◆ MATERIAL FOR THE TASK ◆
= = =
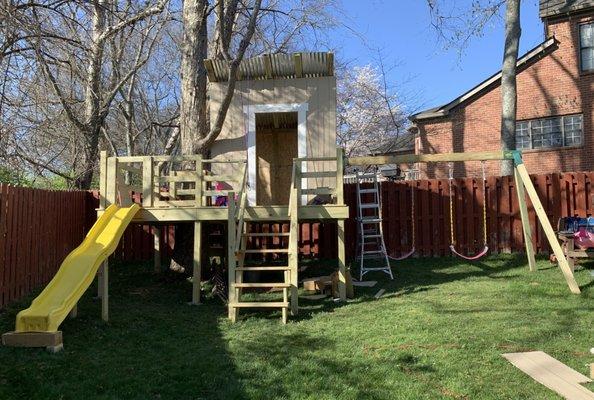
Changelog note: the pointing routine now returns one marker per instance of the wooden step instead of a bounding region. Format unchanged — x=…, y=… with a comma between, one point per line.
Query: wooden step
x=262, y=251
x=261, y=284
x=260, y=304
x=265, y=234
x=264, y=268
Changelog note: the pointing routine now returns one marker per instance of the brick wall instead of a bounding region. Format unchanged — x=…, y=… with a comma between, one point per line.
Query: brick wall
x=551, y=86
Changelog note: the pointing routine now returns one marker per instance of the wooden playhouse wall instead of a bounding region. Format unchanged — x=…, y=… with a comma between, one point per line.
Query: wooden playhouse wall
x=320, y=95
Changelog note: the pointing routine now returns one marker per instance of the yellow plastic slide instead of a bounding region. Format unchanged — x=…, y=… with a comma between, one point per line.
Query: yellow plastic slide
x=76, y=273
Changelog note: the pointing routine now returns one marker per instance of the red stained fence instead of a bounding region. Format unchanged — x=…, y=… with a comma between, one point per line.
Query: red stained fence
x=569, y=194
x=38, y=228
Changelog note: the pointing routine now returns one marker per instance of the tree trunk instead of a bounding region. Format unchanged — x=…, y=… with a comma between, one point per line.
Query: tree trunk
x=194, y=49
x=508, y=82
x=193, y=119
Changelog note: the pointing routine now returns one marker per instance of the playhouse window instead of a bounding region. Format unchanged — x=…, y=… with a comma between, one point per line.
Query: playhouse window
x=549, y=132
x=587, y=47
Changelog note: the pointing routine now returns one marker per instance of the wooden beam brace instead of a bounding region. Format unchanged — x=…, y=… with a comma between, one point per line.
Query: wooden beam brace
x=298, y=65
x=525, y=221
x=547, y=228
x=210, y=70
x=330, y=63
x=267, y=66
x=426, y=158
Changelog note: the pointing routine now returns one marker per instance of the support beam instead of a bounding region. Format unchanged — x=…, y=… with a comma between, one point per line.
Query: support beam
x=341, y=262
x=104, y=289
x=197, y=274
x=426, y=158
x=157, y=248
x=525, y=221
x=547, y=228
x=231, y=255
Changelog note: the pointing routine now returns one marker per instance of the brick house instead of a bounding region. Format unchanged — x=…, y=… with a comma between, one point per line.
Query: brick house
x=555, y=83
= = =
◆ TASK DETAILS ◆
Express the stretch of lines from the very first one through the one containing "x=76, y=273", both ends included, as a JSON list of strings with one string per line and no blank lines. Leave the pictures out of the answer.

◆ ANSWER BELOW ◆
[
  "Changelog note: the pointing routine now returns one marker per instance of the wooden step instead of a bounding region. Format unchanged — x=…, y=… with a comma between, one point per line.",
  "Query: wooden step",
  "x=262, y=251",
  "x=261, y=284",
  "x=260, y=304",
  "x=265, y=234",
  "x=264, y=268",
  "Changelog note: the pointing routine now returns one marker per instance of the brick wall instead of a bounding region. Format unchanged — x=…, y=… with a comma between, one point per line.",
  "Query: brick wall",
  "x=551, y=86",
  "Changelog note: the pointing routine now returns one marker per instance of the wooden playhouse wall instead of a bounding region. Format unchanged — x=…, y=… with a comma between, one point per line.",
  "Query: wooden playhouse wall",
  "x=320, y=95",
  "Changelog note: the pointing routine now returns one marker per instance of the yellow plastic slide instead of a bounding region. Format unchanged — x=…, y=… with a comma between, one point per line.",
  "Query: yellow plastic slide",
  "x=76, y=273"
]